* _Exercise passage_
[Start of section]
Matvey Genrikhovich Manizer (Матвей Генрихович Манизер; - 20 December 1966) was a Russian sculptor. Manizer created a number of works that became classics of socialist realism.

== Life ==

Manizer was born in Saint Petersburg into the family of Genrikh Manizer (Генрих Манизер, Heinrich Maniser), a prominent Memel-born artist of Baltic German descent.

As a student Manizer attended the Saint Petersburg State Artistic and Industrial Academy, and the art school of the Peredvizhniki from 1911 through 1916. From 1926 he was a member of the Association of Artists of Revolutionary Russia. In 1941 he moved to Moscow.

Working in an academic and realistic style, Manizer produced a great number of monuments situated throughout the Soviet Union, including some twelve portrayals of Lenin. Manizer was awarded the People's Artist of the USSR (1958), Member of USSR Academy of Arts (1947), vice president of USSR Academy of Arts (1947-1966), chairman of the Saint Petersburg Union of Artists from 1937 to 1941, and three-time laureate of the Stalin Prize.
[End of section]
Continue the biography of the sculptor Matvey Manizer from where it stops.

* _Material shown_
[Start of section]
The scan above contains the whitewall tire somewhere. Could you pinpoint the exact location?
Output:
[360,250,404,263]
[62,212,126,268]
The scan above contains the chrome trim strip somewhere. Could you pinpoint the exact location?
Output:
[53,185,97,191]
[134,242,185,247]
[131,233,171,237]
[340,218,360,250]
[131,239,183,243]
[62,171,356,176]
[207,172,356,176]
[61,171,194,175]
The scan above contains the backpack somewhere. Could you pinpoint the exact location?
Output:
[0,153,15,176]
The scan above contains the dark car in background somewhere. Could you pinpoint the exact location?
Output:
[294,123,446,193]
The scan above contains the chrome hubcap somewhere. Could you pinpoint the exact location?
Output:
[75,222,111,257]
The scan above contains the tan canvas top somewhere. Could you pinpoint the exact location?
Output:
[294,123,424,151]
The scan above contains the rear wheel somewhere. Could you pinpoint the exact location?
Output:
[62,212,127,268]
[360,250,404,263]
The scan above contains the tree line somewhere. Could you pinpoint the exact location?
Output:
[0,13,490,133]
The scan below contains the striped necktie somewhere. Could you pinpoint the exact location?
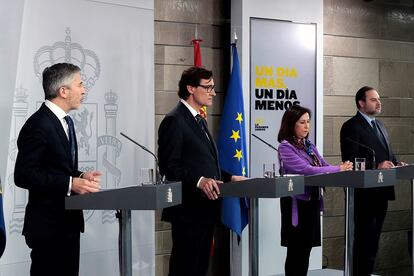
[End of section]
* _Answer for the task_
Manizer's wife Yelena Yanson-Manizer (1890-1971) was also sculptor, with her work at Moscow Metro's Dinamo station. Their son, Gugo Manizer (1927-2016), was a noted painter. Among Manizer's students was the Stalin Prize-winning Fuad Abdurakhmanov.

Manizer is buried in Moscow's Novodevichy Cemetery.

== Work ==

- Monument to V. Volodarsky, Prospekt Obukhovskoy Oborony, Leningrad. A 1925 work commemorating Soviet politician V. Volodarsky.
- Monument to the Victims of 9 January 1905, Frunzensky District, Saint Petersburg. A 1932 work commemorating those who died in the 1905 Bloody Sunday massacre.
- Monument to Vasily Chapaev, Samara. A 1932 multi-figure and equestrian sculptural composition commemorating Red Army commander Vasily Chapayev.
- Monument to Lenin, Minsk, 1933.
- 80 bronzes of Soviet citizens for the Moscow Metro station Ploshchad Revolyutsii, 1938
- Monument to Taras Shevchenko, Kharkiv, Ukraine. A 1935 multi-figure sculptural composition commemorating Ukrainian poet and humanist Taras Shevchenko.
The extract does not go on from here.